| Work to be completed |
Output the lines of the material as a Markdown table with the columns Row and Line. Cover only the lines from the one containing "Place one point on every instance of the river" through the final line of the material, both included, and omit blank lines.

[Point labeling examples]
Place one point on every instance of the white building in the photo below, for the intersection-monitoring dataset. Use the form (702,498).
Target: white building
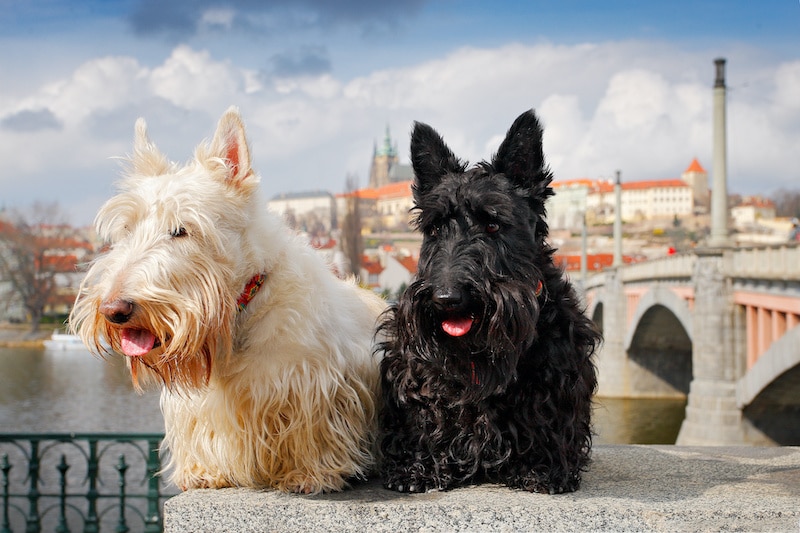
(312,212)
(641,200)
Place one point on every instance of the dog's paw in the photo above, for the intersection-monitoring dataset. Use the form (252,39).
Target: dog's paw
(544,485)
(411,484)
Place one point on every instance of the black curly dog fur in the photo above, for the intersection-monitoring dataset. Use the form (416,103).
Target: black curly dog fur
(487,371)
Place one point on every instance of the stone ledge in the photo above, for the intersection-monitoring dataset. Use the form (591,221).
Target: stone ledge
(629,488)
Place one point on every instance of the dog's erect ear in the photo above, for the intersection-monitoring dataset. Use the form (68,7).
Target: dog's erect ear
(520,156)
(230,145)
(431,158)
(147,160)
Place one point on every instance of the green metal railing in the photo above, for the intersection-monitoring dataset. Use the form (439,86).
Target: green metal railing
(81,482)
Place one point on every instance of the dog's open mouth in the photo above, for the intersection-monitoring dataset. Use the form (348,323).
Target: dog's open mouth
(136,342)
(458,326)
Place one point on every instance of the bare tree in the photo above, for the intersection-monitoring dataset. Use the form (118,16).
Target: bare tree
(352,243)
(26,259)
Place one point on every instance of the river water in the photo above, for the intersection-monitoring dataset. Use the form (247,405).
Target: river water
(73,391)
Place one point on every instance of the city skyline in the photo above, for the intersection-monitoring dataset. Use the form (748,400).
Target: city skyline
(619,86)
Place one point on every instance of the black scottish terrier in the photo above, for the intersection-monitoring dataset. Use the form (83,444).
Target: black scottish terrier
(487,371)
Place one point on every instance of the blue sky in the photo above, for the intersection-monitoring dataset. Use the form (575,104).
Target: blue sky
(619,85)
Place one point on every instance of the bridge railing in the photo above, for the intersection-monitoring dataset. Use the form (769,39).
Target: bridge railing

| Output for this task |
| Row | Line |
|---|---|
| 1 | Place one point on every instance of the river water in the photo above, for the intersection-monitoring dataset. Use the form (247,405). |
| 2 | Target: river water |
| 3 | (73,391) |
| 4 | Place one point on every instance of the city skyline in the photo above, for the intersection-monitoring dataset. Use the form (748,400). |
| 5 | Target: city skyline |
| 6 | (619,86) |
| 7 | Place one point on every instance of the black scottish terrier in the photo above, for the intersection-monitoring dataset. Use the form (83,444). |
| 8 | Target: black scottish terrier |
| 9 | (487,371) |
| 10 | Place one point on every instance of the blue sky in the photo above, for the intersection-monitoring dataset. Use the form (575,104). |
| 11 | Target: blue sky |
| 12 | (619,85) |
| 13 | Place one point on every instance of the bridge railing in the photo above, for the intersection-monitoring dataset. Use the form (769,39). |
| 14 | Target: bridge railing |